Point localization data:
----
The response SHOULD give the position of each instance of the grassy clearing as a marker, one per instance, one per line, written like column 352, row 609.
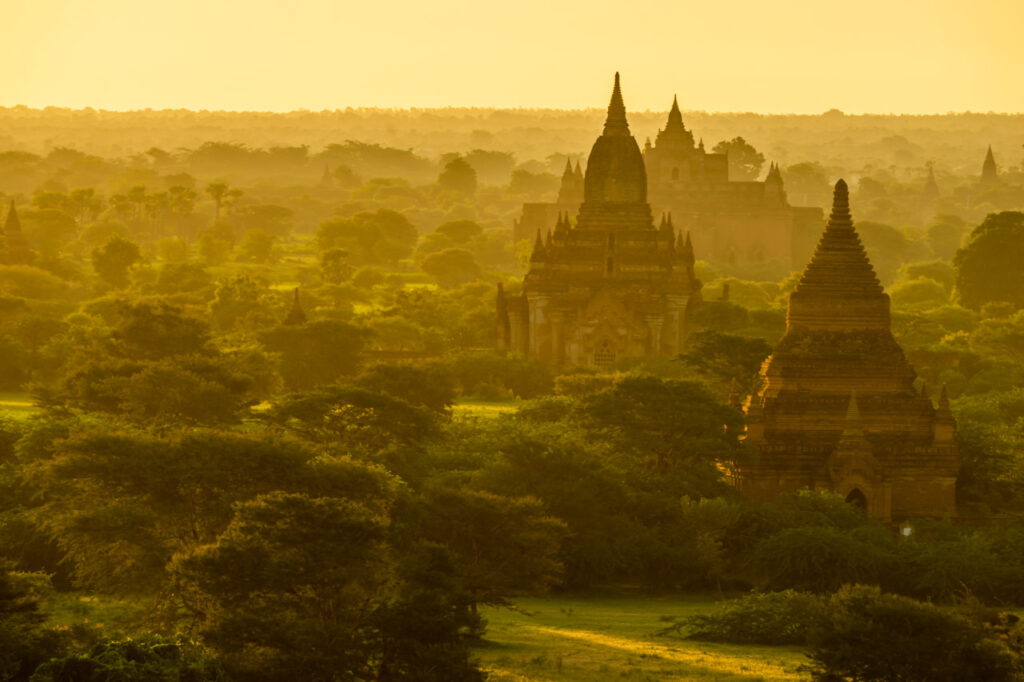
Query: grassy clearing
column 16, row 406
column 614, row 638
column 470, row 409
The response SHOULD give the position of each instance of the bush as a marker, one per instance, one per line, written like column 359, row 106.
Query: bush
column 773, row 617
column 869, row 636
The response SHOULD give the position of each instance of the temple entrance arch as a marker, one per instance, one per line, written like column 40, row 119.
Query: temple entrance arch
column 857, row 499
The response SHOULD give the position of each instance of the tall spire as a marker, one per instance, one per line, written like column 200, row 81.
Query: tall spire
column 839, row 288
column 615, row 124
column 675, row 116
column 988, row 169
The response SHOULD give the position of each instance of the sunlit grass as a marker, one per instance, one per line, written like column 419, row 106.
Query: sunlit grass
column 613, row 638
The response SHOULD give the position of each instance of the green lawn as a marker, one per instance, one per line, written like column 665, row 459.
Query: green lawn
column 16, row 406
column 614, row 638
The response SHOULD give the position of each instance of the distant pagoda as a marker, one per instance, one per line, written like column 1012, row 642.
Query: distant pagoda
column 611, row 285
column 15, row 249
column 837, row 410
column 989, row 171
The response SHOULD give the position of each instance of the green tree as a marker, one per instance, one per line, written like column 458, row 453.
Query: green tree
column 744, row 161
column 452, row 267
column 458, row 177
column 381, row 237
column 315, row 353
column 113, row 260
column 502, row 546
column 873, row 637
column 316, row 570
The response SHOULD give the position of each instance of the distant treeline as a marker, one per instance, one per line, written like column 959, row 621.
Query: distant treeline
column 955, row 142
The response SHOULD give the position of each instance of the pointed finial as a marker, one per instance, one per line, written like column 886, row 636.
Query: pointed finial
column 675, row 116
column 853, row 410
column 840, row 216
column 615, row 124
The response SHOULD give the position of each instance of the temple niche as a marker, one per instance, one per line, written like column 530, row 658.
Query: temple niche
column 734, row 221
column 612, row 285
column 837, row 410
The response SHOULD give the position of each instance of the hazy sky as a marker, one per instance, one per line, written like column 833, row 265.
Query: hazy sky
column 762, row 55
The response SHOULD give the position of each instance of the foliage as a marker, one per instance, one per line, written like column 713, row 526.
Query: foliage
column 150, row 659
column 315, row 353
column 870, row 636
column 988, row 264
column 767, row 617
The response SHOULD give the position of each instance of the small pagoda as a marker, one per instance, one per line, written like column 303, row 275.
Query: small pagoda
column 837, row 410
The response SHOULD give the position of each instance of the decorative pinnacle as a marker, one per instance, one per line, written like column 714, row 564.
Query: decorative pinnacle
column 675, row 116
column 615, row 124
column 841, row 207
----
» EXERCISE INSTRUCTIONS
Taking the line with "Query: distant pagoda" as the first and the line with "959, row 621." as the last, retype that stretch of the data above exactly, with no other lines.

» ANSWER TO THIS PROBLEM
Query: distant pagoda
column 611, row 285
column 15, row 249
column 837, row 410
column 989, row 171
The response SHOULD give the position of each instance of the green tree as a marker, one per instance, one per line, written like column 458, row 453.
Query: green tree
column 744, row 161
column 452, row 267
column 458, row 177
column 381, row 237
column 315, row 353
column 113, row 260
column 502, row 546
column 873, row 637
column 316, row 570
The response SHOULD give the position of each instance of the distant treeline as a marker, one per instance, one per line, written like column 959, row 621.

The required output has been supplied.